Principes généraux

Une introduction est comparable à un entonnoir. On parle de certaines choses assez générales (un siècle, un auteur, un thème d'écriture...) et on arrive peu à peu à ce qui nous intéresse : le texte à étudier. Celui-ci est donc clairement mentionné, avec son titre souligné et sa date de publication. Puis on donne la problématique qui guidera le commentaire. Enfin on annonce le plan qui sera suivi dans le développement, avec une phrase par partie annoncée.

Donc, si on résume, l'introduction :

- comporte d'abord quelques généralités
- indique le texte à étudier, l'auteur, la date de parution
- donne la problématique du commentaire
- annonce le plan qui sera suivi dans le commentaire

Remarques

Etant donné le nombre d'informations à donner, l'ensemble de l'introduction ne peut pas se résumer à trois lignes. Elle n'occupe pas non plus une page, ce qui serait beaucoup trop ! Disons qu'un ensemble de 10-12 lignes semble une bonne moyenne.

Autre remarque : bien entendu, c'est aussi la qualité de votre expression à l'écrit qui déterminera la qualité de votre introduction !

Attention ! L'introduction est la première chose que lit l'examinateur de votre copie mais c'est la dernière chose que vous faites au brouillon. Ne commencez jamais par l'introduction au brouillon. Ce n'est en effet qu'après avoir longuement étudié le texte qu'on le comprend vraiment et qu'on peut en dégager la problématique.

Mais que dire dans cette introduction ?
Comment trouver des idées si on ne connaît pas l'auteur ?

Pas de panique. Même si on ne connaît pas l'auteur, on peut quand même faire une introduction.

Afin que vous compreniez bien comment faire, nous allons envisager un commentaire composé d'un texte appelé « Les caprices de la mode », extrait des Lettres persanes, célèbre roman épistolaire de Montesquieu publié en 1721. Nous prendrons 3 cas de figure, c'est-à-dire 3 élèves au profil différent. Seul point commun : aucun d'eux n'a lu Lettres persanes ni ne connaît la biographie de Montesquieu. Aucun d'eux ne peut donc partir de ces connaissances-là. (Remarque : c'est évidemment le cas le plus fréquent car la plupart du temps, vous ignorez tout du texte qui vous est donné en commentaire le jour du bac).

L'élève A s'appuiera ainsi sur des connaissances générales sur le XVIIIe siècle, l'élève B partira de considérations générales sur le thème du texte ; l'élève C aura quant à lui l'idée de faire appel à d'autres textes abordant le même thème. Précision : pour suivre cette fiche de méthode, il n'est pas nécessaire d'étudier le texte « Caprices de la mode ». Nous vous le donnons toutefois à la fin de la fiche, pour information.

La seule chose à retenir, c'est ce que les élèves A, B et C ont bien compris : à savoir que le texte de Montesquieu semblait critiquer les Français férus de mode mais qu'en vérité il s'agissait d'une critique plus profonde : celle de la société de l'époque et de la monarchie absolue. Le texte est une lettre fictive au caractère humoristique.

Problèmes à résoudre
1. D'après la fiche de méthode, combien de lignes compte une introduction de longueur raisonnable ?
2. Quels sont tous les éléments que doit comporter l'introduction selon le résumé de la fiche de méthode ?
3. Poursuivez la fiche de méthode sur l'introduction du commentaire composé à partir de sa dernière phrase.
Les entrées qui viennent ensuite constituent un matériau indépendant de la fiche de méthode.

Données brutes
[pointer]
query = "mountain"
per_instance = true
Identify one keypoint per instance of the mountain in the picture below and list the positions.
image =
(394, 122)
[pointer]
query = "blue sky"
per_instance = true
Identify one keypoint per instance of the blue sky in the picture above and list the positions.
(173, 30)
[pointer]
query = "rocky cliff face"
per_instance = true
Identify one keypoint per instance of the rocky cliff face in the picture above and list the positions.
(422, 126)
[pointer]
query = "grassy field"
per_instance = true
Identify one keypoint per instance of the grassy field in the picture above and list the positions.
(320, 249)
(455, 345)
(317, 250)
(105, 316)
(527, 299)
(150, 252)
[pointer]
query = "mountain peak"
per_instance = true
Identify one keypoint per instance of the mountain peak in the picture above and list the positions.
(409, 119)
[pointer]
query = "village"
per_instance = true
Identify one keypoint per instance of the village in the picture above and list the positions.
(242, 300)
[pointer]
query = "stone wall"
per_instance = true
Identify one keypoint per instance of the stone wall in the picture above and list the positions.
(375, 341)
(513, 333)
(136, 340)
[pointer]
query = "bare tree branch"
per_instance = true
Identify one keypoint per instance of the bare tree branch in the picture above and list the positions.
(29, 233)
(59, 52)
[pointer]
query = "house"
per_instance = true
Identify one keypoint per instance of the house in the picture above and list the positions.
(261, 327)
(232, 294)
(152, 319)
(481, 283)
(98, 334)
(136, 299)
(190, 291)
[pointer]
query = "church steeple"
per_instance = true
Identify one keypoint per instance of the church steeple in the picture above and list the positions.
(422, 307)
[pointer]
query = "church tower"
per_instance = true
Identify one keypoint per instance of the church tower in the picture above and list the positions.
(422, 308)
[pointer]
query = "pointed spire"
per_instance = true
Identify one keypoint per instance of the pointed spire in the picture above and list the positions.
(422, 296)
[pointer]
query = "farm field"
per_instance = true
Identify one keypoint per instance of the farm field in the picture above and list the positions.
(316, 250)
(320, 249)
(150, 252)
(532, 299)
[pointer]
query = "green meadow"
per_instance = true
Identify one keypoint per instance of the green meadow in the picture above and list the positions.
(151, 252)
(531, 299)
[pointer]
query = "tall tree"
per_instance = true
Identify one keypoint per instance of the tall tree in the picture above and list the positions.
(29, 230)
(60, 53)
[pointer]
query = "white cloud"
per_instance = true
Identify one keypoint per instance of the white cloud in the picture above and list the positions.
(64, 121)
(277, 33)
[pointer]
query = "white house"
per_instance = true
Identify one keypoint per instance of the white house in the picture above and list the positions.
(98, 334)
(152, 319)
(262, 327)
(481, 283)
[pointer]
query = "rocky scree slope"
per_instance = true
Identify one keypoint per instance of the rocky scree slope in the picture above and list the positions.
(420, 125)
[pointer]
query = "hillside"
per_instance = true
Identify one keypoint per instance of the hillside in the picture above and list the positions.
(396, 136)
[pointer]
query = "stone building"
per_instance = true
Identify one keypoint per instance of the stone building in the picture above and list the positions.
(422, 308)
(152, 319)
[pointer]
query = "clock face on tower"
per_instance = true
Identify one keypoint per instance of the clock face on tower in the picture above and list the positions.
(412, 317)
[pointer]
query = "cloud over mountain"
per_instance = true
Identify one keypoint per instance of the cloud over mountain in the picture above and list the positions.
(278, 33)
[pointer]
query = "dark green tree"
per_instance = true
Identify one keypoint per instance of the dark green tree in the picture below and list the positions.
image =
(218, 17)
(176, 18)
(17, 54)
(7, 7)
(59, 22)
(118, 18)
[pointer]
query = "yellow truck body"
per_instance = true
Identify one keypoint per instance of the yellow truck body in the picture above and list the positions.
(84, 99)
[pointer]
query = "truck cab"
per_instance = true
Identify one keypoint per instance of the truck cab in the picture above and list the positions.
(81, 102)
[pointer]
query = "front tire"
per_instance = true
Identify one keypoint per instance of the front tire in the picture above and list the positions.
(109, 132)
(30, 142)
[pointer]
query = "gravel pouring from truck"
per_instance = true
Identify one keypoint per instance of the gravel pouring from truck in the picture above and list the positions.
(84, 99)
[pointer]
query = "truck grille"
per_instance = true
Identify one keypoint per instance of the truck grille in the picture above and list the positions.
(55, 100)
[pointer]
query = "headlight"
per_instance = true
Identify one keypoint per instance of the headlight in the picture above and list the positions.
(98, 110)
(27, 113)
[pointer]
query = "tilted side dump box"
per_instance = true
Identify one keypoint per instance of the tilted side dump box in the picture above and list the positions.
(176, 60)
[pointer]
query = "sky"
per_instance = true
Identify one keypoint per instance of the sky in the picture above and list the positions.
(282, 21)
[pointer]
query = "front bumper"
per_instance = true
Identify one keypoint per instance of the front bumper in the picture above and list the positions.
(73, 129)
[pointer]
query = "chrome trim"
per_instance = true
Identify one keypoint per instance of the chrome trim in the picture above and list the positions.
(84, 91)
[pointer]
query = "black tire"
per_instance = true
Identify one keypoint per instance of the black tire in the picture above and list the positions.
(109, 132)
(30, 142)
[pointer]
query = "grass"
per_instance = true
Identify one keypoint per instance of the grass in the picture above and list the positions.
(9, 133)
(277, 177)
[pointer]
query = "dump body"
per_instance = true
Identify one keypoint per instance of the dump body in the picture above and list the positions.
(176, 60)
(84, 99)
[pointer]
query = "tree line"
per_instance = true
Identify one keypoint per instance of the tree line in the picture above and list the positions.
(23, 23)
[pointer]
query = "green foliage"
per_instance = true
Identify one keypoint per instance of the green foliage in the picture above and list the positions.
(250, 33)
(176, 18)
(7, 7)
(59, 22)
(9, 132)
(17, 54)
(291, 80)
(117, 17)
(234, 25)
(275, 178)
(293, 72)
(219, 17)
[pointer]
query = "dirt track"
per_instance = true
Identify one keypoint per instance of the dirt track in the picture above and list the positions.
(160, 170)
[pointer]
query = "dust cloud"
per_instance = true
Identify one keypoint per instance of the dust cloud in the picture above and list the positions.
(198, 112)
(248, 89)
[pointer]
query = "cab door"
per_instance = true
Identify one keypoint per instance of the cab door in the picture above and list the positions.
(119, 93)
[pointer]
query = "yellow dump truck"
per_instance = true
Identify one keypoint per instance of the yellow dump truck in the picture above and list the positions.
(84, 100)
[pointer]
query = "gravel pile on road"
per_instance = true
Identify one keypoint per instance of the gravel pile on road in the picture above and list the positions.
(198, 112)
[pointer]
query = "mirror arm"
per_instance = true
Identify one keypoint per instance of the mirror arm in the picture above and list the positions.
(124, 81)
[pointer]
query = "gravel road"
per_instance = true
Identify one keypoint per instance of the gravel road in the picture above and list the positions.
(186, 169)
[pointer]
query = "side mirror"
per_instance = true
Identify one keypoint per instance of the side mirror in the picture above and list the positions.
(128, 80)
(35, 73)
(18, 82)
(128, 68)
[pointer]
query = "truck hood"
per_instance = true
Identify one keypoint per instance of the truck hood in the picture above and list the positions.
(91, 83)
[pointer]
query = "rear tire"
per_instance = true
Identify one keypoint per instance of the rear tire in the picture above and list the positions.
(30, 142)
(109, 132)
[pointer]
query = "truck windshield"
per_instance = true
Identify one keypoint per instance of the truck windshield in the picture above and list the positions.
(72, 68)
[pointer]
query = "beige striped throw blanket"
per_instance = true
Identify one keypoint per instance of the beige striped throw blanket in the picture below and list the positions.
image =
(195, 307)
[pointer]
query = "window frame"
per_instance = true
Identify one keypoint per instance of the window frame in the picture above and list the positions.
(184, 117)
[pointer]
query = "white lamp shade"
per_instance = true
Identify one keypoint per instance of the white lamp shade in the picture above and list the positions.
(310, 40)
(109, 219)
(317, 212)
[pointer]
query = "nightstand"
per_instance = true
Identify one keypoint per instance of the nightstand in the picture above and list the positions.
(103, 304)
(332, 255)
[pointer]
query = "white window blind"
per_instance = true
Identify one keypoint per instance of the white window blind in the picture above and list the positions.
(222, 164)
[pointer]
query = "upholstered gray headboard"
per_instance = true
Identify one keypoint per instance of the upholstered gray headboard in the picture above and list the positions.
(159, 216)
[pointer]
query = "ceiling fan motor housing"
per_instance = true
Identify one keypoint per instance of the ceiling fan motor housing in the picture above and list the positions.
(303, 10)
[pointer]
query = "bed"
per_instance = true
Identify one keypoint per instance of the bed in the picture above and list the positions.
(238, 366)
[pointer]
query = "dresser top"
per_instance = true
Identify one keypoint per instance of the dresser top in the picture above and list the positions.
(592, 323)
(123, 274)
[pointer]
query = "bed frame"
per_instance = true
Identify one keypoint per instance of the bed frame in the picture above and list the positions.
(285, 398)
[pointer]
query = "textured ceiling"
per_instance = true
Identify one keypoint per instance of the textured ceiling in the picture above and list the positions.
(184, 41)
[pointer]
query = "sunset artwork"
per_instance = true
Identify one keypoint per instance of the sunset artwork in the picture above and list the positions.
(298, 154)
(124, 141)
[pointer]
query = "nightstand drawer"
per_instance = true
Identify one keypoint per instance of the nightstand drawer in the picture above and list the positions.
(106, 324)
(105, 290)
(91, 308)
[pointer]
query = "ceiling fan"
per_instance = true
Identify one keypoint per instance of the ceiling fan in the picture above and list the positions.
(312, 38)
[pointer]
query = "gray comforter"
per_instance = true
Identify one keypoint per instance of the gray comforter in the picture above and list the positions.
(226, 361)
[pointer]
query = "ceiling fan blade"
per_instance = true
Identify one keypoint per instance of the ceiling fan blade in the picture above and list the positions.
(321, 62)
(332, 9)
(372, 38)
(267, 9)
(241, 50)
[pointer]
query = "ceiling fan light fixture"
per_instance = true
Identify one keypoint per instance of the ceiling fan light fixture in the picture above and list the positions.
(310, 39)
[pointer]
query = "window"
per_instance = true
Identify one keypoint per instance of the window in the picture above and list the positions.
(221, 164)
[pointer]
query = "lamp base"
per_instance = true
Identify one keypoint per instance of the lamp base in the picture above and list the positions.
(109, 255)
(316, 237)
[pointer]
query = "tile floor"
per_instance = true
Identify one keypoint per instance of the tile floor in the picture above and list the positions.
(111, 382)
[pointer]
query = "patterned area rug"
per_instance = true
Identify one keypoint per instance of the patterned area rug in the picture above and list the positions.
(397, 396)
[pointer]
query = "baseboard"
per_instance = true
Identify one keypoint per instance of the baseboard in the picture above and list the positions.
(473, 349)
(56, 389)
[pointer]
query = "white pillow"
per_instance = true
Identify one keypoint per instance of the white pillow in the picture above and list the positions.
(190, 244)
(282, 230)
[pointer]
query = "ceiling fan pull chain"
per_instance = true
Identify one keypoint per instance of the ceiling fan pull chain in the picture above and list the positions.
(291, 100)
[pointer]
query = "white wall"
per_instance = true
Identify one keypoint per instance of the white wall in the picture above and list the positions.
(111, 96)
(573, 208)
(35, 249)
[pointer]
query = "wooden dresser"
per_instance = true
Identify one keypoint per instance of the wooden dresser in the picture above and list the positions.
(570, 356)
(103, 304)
==
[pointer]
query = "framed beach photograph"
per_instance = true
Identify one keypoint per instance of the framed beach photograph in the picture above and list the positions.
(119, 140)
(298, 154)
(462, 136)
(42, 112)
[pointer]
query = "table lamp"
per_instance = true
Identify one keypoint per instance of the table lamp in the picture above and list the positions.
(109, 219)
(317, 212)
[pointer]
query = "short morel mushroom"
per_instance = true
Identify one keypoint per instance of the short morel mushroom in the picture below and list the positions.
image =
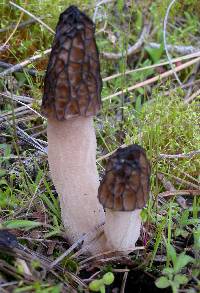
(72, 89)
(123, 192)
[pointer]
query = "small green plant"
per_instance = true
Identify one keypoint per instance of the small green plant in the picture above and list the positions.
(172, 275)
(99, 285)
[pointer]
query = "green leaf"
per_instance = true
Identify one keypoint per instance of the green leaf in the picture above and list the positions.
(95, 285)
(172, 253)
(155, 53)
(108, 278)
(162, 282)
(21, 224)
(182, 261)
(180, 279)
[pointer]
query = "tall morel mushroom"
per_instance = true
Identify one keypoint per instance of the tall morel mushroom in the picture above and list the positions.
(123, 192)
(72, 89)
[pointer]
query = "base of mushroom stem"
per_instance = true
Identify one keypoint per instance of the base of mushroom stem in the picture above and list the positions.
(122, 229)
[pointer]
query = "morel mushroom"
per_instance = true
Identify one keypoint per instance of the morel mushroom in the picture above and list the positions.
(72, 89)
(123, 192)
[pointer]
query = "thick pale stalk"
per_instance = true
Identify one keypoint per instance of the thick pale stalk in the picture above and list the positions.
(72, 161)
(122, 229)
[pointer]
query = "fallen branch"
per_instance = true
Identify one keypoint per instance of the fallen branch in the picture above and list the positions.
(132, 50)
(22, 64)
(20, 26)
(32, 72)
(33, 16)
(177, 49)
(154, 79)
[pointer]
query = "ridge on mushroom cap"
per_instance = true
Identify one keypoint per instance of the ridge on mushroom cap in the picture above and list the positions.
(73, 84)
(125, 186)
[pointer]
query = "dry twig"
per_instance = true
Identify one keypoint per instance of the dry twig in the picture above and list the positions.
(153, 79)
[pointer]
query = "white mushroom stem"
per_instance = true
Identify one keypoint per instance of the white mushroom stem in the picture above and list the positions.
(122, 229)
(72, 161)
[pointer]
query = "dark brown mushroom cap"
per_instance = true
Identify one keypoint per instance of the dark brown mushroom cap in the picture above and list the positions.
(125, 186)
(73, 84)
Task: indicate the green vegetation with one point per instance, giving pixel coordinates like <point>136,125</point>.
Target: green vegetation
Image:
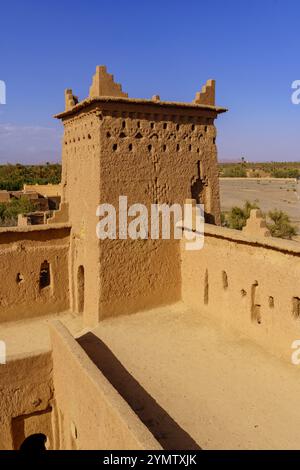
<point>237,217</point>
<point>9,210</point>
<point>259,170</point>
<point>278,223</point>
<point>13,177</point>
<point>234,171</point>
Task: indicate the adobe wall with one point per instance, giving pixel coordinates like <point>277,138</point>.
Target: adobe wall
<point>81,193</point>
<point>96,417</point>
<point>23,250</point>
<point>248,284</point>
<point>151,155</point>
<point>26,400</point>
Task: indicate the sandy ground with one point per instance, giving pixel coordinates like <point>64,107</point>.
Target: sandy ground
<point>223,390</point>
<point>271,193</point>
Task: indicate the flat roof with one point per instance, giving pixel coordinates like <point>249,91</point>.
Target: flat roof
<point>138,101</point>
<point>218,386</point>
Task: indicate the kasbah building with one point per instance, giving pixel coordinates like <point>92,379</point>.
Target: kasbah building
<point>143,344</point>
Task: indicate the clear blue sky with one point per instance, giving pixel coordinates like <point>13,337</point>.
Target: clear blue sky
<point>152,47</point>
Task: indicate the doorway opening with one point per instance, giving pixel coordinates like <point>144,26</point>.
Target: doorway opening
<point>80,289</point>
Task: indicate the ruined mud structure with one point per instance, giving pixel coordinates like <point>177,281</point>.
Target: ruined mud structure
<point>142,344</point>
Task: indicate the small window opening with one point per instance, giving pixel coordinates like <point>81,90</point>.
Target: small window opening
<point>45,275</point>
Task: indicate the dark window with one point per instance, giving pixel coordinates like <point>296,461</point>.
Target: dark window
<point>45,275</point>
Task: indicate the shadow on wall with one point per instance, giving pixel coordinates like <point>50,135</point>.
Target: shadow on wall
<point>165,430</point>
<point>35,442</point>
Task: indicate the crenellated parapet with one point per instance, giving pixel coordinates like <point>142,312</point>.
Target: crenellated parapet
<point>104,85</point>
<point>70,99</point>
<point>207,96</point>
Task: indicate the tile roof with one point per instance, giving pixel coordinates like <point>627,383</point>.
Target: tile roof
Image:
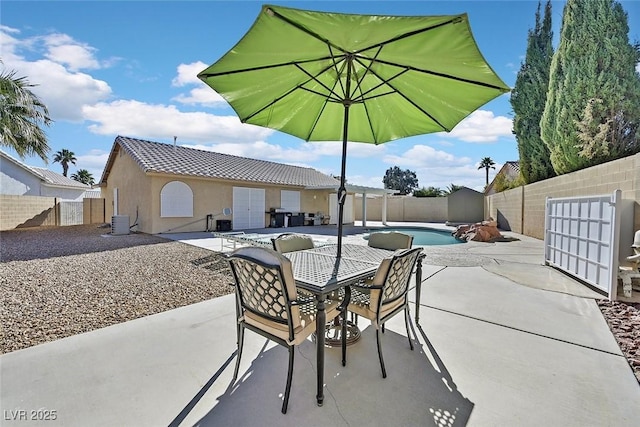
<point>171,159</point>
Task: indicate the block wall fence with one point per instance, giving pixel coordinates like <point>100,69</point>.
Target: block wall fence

Les réponses
1. Environ 10 à 12 lignes.

2.
- quelques généralités
- le texte à étudier, l'auteur et la date de parution
- la problématique du commentaire
- le plan qui sera suivi dans le commentaire

3.
 

Exemple d'introduction avec l'élève A

Contexte

L'élève A a bien vu que l'intérêt du texte de Montesquieu était de partir du sujet de la mode pour critiquer la société toute entière. Sa problématique repose donc là-dessus : Comment l'auteur réussit-il avec la mode à effectuer une critique de la société de son époque ?

Au brouillon

Son plan de commentaire au brouillon prévoit 2 parties :
I/ Une lettre fictive et amusante sur la mode.
II/ Une critique réelle de la société.

Méthode

L'élève A a appris son cours de français et a des connaissances en histoire. Il exploite donc sa culture générale pour faire une introduction sans surprise mais parfaitement correcte. Il va situer le contexte historique, citer des philosophes des Lumières et arriver à Montesquieu et au texte. Puis il donne sa problématique et annonce son plan.

Après avoir respecté un alinéa de 3 carreaux, l'élève A écrit donc sur sa copie son introduction.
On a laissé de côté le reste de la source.